[AVAILABLE DATA Boundary: Start]

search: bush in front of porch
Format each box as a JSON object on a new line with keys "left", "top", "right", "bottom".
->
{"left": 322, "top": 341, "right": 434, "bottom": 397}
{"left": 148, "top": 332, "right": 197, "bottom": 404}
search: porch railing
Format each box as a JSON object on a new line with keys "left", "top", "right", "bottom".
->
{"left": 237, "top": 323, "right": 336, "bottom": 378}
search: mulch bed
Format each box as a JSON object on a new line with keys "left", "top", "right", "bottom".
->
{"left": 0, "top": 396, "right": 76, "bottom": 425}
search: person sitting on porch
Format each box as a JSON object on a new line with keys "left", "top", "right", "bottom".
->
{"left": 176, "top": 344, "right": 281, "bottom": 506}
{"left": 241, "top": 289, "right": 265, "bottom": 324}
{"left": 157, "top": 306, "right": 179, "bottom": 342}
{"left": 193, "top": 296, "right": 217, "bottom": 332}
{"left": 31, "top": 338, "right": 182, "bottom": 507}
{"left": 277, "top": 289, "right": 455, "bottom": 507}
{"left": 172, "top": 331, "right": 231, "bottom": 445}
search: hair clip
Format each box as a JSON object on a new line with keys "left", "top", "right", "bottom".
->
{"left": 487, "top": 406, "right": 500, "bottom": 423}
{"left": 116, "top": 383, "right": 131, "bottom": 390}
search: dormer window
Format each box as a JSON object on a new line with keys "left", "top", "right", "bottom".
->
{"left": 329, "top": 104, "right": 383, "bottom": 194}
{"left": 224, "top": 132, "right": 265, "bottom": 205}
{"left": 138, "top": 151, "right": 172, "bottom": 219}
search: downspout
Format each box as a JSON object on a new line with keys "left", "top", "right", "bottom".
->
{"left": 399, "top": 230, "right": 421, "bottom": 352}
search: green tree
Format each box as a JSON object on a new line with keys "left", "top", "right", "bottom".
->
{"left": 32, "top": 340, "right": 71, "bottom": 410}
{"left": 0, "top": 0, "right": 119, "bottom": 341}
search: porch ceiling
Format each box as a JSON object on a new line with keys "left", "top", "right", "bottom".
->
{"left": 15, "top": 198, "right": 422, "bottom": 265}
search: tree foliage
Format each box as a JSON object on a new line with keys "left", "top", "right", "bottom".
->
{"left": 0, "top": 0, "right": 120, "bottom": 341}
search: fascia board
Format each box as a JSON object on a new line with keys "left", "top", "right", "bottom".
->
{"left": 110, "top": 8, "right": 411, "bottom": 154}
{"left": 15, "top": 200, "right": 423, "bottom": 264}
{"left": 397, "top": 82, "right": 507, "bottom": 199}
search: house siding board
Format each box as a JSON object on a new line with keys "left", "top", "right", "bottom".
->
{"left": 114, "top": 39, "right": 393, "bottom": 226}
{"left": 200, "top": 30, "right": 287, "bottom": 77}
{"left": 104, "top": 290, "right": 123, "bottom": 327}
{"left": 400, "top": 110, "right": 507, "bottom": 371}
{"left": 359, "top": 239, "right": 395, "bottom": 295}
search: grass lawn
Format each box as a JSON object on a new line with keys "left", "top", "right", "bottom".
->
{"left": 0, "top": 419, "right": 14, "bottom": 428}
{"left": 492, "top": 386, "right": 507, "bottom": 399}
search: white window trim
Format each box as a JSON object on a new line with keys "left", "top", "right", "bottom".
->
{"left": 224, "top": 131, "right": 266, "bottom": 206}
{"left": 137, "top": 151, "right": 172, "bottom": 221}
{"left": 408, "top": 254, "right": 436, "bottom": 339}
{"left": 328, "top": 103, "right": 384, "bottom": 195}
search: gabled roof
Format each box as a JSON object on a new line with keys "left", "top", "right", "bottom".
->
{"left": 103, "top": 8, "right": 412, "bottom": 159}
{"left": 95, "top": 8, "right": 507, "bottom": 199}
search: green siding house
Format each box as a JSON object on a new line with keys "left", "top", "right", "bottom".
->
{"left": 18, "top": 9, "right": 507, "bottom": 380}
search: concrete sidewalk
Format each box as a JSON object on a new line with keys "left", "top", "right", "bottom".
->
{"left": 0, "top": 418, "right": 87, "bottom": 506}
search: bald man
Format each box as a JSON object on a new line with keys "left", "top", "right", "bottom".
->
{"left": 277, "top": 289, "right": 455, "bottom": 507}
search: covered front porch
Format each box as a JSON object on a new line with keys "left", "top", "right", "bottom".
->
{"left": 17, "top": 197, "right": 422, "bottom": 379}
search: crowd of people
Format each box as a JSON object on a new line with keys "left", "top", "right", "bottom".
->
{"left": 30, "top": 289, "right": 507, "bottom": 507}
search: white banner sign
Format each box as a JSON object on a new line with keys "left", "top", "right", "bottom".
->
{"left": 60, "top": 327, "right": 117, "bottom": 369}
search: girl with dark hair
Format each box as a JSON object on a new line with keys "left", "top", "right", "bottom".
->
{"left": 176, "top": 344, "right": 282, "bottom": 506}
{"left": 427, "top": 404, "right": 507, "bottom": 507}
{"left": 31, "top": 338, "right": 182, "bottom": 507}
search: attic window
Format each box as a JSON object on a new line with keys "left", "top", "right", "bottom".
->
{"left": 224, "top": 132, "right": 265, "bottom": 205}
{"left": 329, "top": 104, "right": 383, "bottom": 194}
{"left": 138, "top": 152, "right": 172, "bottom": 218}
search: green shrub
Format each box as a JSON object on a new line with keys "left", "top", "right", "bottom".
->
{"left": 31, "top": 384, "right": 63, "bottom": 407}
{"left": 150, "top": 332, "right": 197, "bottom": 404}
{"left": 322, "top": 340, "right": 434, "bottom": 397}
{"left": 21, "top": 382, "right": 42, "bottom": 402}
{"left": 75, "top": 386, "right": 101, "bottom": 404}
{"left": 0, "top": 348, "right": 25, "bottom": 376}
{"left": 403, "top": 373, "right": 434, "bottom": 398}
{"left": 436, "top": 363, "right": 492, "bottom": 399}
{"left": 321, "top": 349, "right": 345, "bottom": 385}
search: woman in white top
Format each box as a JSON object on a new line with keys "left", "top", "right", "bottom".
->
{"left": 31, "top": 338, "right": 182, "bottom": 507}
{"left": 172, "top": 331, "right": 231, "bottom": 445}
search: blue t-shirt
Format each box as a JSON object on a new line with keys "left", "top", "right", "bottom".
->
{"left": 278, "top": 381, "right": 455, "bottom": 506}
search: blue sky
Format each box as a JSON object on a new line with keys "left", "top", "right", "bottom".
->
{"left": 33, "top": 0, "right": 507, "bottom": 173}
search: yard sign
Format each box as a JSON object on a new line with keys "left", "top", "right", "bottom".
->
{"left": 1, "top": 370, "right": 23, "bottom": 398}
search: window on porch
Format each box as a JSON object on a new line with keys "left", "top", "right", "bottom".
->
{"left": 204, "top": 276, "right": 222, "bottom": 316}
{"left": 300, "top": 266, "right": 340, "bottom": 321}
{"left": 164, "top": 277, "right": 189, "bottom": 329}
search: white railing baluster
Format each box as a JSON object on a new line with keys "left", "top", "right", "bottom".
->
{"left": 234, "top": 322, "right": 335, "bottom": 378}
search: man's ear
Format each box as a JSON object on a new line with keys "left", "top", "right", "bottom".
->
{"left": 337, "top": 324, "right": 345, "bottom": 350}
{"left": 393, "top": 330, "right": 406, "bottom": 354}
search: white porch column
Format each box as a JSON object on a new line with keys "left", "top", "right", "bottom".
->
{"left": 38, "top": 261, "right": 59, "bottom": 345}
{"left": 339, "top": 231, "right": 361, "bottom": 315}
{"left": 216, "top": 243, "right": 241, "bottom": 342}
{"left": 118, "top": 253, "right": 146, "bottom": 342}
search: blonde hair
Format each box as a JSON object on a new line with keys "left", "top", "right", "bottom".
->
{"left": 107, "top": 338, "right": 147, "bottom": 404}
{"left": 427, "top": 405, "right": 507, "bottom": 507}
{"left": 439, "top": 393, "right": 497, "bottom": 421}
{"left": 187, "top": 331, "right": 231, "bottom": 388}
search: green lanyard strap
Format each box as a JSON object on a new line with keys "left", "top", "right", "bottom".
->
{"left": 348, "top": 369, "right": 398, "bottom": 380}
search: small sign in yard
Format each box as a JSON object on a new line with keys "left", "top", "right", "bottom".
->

[AVAILABLE DATA Boundary: End]

### [PROBLEM]
Copy each line of the records that contains the word "railing".

### [SOLUTION BELOW]
search: porch railing
search: white railing baluster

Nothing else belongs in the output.